Ziel a — Schreibe alles in den Einträgen von der Zeile mit „Detect the bench“ bis zum Ende der Einträge noch einmal ab und ersetze darin „backrest“ durch „seat back“. Alles Übrige bleibt unverändert.

Textblock —
#####
Der Handelskrieg – Trumps großes Vermächtnis?

Stimmen die meisten Umfragen und US-Präsident Donald Trump wird am 3. November 2020 abgewählt, bleibt wirtschaftlich besonders ein Vermächtnis seiner Präsidentschaft: China wurde erstmals vom Westen in jüngster Zeit etwas in die Schranken gewiesen. Es bleibt also Trumps Handelskrieg mit dem autokratischen und zunehmend aggressiv auftretenden China! Der US-Präsident setzte die ersten westlichen ernstzunehmenden Gegenmaßnahmen gegen die unfaire chinesische Handelspolitik, die Benachteiligung westlicher Unternehmen und den Diebstahl westlichen Know-hows. Das ist eines der wenigen Themen wo viele Menschen – Demokraten wie Republikaner, Linke wie Rechte in Europa – mit ihm übereinstimmen. Deshalb beschäftigen wir uns nun mit dem Thema in diesem Artikel!

Wir dürfen nicht zulassen, dass China unser Land weiter plündert. Das ist der größte Diebstahl der Geschichte!
#####
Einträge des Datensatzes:

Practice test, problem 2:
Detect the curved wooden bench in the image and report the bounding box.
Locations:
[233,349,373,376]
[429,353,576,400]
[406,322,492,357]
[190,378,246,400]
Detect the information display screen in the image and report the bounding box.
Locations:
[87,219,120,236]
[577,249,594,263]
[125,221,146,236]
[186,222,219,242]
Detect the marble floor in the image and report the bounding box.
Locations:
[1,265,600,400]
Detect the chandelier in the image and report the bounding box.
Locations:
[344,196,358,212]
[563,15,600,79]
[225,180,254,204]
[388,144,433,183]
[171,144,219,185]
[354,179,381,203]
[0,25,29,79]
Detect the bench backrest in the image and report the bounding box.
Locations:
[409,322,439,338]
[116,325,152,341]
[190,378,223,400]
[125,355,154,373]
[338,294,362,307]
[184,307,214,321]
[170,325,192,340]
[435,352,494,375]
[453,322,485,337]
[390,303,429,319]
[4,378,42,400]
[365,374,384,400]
#####
Ziel b — Führe den Text über Trumps Handelskrieg mit China im Anschluss an seinen letzten Satz weiter.

Schriftliche Antwort a —
Detect the bench seat back in the image and report the bounding box.
Locations:
[409,322,439,338]
[116,325,152,341]
[190,378,223,400]
[125,355,154,373]
[338,294,362,307]
[184,307,214,321]
[170,325,192,340]
[435,352,494,375]
[453,322,485,337]
[390,303,429,319]
[4,378,42,400]
[365,374,384,400]

Schriftliche Antwort b —
Donald Trump

Ein altes Faible Trumps trifft auf naserümpfende Freihändelsvertreter

Trump hat seit mehr als drei Jahrzehnten ein Faible für „unfairen Außenhandel“ und er argumentierte seit den 1980ern unzählige Male in Interviews gegen die zu hohen Leistungsbilanzdefizite der USA. Oft warnte er davor, dass Amerika von seinen Handelspartnern ausgenutzt werden würde. Der weltweite Handel ist also wohl DAS politische Lieblingsthema Trumps. Deshalb lies er auch nichts unversucht rasch Strafzölle einzuführen, als er 2017 an die Macht kam. Wobei ihn anfangs allerdings seine „Goldman-Sachs Leute“ in seiner Administration erfolgreich ausbremsten. Trump heuerte nämlich zu Beginn zahlreiche Mitarbeiter aus der Wall Street für seine Administration an, die seinen handelspolitischen Instinkten eigentlich gar nicht entsprachen.

Trumps Motivation in seinen Tweets: Wir (die USA) sind 500 Milliarden Dollar im Rückstand (bezugnehmend auf das Leistungsbilanzdefizit der USA mit China)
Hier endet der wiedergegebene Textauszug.